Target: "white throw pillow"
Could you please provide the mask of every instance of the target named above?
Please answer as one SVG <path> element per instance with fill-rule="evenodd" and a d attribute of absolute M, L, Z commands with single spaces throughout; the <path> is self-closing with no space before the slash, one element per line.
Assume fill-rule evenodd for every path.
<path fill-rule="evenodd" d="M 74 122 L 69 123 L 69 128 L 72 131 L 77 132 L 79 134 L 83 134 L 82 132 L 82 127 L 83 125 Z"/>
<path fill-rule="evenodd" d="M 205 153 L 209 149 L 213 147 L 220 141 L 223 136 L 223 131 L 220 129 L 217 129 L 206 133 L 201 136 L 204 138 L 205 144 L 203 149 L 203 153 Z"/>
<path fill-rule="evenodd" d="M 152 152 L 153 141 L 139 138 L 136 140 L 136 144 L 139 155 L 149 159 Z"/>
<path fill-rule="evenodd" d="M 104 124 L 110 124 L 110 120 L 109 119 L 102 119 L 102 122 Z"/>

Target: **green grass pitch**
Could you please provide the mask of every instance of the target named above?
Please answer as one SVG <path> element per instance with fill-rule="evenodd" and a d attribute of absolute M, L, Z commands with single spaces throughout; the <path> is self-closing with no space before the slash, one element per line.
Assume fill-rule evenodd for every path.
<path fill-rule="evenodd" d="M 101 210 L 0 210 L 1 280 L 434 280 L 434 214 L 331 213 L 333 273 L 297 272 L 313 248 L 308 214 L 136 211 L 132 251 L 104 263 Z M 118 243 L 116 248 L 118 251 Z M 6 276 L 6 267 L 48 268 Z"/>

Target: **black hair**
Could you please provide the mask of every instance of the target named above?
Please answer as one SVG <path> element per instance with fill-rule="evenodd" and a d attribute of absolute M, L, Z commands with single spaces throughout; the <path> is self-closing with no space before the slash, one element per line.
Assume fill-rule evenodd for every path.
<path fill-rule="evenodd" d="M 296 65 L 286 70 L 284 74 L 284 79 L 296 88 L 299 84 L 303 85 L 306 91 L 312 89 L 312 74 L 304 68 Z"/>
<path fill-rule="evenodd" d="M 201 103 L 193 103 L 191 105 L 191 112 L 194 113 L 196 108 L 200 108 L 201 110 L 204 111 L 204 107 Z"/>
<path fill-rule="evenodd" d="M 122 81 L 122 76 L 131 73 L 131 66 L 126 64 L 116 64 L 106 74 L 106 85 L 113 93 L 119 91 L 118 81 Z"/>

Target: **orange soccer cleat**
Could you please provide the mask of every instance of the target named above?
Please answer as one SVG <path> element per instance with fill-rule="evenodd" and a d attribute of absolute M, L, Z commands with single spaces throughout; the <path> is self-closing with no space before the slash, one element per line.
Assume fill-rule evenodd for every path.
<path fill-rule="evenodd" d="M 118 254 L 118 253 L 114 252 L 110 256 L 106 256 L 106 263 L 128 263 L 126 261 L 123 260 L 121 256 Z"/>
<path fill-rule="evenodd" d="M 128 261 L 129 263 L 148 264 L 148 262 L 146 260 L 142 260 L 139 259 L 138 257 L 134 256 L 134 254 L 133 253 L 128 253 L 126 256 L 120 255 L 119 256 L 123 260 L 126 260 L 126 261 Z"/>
......
Given instruction: Rewrite the lines that start at the one containing "Target: **green grass pitch**" and end with the one containing "101 210 L 0", swapping "instance" for "occurrence" and leaving everything else as it is.

Answer below:
Target: **green grass pitch**
Could you please provide the mask of every occurrence of the target named above?
Please answer as one SVG <path> element per occurrence with fill-rule="evenodd" and a d attribute of absolute M, L, Z commands with single spaces throughout; the <path> is self-closing with no space before the slash, one element per line.
Assume fill-rule evenodd for every path.
<path fill-rule="evenodd" d="M 101 210 L 0 210 L 1 280 L 434 280 L 434 214 L 331 213 L 333 273 L 297 272 L 313 248 L 308 214 L 136 211 L 132 251 L 104 263 Z M 118 243 L 116 248 L 118 251 Z M 6 276 L 6 267 L 48 268 Z"/>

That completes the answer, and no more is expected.